--- EXCERPTED PASSAGE ---
Posts Tagged guild

Loot Accessibility and the Role of Guilds

insert coin evolution Loot Accessibility and the Role of Guilds

I read a post on a bluetracker last week (and forgot to bookmark it – again) in which the poster asked “do you need a guild now that we have the dungeon finder tool?”.

Thinking about that leads me to consider the changing role of the guild in WoW.  Since the initial release, guilds have changed from being the only path to high-level gear to a primarily social organization that provides access only to the highest tier of gear and the latest content.

While the response to patch 3.3 has been overwhelmingly positive, it has pushed a major change in the social dynamic of WoW.  For those who are not driven by the pure challenge of raiding the latest content, the argument for joining a guild as a way of gearing up no longer has as much weight.

Let’s look at what your guild could do for you with regards to loot from release until today.
--- RECORD LIST ---
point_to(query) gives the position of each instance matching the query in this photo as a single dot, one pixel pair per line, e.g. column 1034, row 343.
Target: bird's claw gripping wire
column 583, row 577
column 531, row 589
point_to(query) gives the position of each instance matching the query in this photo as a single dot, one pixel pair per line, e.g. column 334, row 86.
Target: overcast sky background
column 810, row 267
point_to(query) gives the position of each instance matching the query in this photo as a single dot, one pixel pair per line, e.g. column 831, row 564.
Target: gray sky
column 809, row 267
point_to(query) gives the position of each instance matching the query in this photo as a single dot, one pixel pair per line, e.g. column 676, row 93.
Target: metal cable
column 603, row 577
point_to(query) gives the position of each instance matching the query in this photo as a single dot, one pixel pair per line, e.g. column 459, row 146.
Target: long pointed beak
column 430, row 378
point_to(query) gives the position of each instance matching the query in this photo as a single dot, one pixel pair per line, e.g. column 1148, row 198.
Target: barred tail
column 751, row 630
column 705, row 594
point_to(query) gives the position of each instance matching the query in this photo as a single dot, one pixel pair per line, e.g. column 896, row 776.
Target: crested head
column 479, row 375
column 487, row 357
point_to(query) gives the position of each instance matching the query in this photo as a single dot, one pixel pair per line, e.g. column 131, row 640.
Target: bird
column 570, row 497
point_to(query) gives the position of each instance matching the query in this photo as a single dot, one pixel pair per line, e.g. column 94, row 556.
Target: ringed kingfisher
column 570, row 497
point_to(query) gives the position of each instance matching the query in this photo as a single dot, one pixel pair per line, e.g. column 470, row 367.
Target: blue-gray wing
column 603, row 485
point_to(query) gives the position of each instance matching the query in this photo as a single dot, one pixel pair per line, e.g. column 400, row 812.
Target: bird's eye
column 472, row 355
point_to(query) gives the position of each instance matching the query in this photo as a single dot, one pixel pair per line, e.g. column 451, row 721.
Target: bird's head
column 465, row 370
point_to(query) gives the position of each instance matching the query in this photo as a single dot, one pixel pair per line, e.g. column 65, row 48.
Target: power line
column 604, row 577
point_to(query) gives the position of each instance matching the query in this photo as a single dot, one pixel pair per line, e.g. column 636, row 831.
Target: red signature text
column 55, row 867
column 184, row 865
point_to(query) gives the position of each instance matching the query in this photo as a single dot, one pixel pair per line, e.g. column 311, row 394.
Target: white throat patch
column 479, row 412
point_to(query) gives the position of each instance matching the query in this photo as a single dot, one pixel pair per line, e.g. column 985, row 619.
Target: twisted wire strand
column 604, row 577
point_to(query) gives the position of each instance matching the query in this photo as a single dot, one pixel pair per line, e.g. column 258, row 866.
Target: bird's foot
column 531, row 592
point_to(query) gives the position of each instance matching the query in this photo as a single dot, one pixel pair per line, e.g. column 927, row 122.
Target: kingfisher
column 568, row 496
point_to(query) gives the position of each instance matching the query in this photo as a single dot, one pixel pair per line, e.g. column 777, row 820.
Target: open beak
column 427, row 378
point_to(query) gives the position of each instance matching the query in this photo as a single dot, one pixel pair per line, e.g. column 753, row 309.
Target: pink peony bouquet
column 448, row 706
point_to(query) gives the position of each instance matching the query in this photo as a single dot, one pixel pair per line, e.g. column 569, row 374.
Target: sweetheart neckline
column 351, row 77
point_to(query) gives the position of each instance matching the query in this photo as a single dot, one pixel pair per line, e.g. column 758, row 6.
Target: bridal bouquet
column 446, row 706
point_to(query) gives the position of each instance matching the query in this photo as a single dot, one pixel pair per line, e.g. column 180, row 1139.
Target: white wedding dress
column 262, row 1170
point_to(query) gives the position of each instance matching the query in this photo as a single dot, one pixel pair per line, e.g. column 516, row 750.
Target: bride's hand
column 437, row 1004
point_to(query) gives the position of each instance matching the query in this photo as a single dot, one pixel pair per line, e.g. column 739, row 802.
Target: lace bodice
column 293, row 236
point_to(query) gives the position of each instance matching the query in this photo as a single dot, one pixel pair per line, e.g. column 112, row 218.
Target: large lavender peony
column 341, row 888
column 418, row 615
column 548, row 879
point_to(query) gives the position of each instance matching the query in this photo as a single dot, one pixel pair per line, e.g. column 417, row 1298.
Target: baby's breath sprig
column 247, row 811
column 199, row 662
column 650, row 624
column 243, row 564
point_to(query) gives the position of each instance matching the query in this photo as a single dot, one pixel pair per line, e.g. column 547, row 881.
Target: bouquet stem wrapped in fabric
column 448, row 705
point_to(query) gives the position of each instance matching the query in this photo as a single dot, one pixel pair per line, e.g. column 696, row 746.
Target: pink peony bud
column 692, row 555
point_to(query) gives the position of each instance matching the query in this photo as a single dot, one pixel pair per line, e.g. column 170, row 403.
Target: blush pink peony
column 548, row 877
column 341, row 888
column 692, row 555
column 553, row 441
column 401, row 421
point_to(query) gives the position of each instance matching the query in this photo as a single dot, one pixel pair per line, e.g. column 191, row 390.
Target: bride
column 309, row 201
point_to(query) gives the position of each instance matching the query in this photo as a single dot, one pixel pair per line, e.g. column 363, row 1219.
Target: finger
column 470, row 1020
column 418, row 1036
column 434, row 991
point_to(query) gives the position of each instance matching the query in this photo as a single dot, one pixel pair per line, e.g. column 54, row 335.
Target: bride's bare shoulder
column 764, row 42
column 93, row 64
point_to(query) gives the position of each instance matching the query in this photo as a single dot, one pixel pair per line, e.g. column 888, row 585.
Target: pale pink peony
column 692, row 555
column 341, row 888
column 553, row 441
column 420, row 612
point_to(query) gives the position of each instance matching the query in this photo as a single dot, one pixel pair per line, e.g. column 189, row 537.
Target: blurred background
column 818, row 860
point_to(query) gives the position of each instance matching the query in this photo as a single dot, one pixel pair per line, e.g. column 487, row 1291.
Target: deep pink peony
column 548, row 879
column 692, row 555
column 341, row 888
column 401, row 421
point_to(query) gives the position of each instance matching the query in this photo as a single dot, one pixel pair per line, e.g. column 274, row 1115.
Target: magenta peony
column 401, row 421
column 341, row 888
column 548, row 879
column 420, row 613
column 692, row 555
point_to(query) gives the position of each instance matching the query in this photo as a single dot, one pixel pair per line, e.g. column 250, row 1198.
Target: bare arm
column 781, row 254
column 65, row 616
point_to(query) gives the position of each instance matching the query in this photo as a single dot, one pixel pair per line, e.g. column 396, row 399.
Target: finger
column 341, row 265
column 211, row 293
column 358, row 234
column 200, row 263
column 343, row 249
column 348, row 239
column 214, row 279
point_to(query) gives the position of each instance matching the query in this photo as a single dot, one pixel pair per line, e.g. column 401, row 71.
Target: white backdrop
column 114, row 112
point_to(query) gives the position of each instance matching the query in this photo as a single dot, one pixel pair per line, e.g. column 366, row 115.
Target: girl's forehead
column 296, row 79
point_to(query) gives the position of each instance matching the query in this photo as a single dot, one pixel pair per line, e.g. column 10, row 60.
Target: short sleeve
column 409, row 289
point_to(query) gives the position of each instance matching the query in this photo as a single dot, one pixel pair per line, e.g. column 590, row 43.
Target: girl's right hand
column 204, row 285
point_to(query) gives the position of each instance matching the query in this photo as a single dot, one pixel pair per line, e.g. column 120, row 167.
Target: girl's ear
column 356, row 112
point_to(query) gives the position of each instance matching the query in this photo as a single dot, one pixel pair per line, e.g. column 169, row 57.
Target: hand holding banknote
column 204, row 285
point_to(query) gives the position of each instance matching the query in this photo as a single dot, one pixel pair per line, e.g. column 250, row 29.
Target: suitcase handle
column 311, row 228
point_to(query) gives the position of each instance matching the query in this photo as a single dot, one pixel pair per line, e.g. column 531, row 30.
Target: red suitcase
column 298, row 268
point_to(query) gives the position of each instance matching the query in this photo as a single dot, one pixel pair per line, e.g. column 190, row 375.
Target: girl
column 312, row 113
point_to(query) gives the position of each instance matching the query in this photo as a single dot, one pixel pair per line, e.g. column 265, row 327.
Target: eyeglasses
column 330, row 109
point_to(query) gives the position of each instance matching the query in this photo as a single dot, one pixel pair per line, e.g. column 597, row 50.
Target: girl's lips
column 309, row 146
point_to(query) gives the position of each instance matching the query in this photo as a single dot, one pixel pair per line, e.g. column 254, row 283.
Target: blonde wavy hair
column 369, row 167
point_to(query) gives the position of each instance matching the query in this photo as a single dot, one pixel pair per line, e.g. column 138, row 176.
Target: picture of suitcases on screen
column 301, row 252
---
§ TASK DESCRIPTION
Pick up the post on guilds and loot accessibility after its final sentence and carry it forward.

§ ANSWER FOR THIS EXERCISE
Vanilla WoW

If you weren’t in a raiding guild, your loot capped out at Dungeon Set 1 (commonly called “Tier 0″), and later on Dungeon Set 2 (Tier “0.5″).  The later parts of the quest chain to upgrade your gear from dungeon set 1 and dungeon set 2 were quite challenging and can arguably be called the first “hard mode” in the game, but once you’d finished it, that was the limit of your progression.

The only raids available were 40 people, and in the early raids like Molten Core and Zul’Gurub the number of warm bodies was more important than individual performance.  As you progressed further, the level of technical skill required increased, as did the rewards.  Still, the raid size requirements meant that you didn’t necessarily join a guild for social reasons.  On any given realm there were a limited number of guild capable of fielding a team into the later raids.

Several encounters (Twin Emperors in AQ40 and the original Four Horseman come to mind) were known as “guild killers” because a few weeks of wipes against them could break the tenuous bonds that held some guilds together.

If you wanted PvE loot, you joined a 40 man raid guild.  There was no incentive to go back and run the old 5 man content on your main.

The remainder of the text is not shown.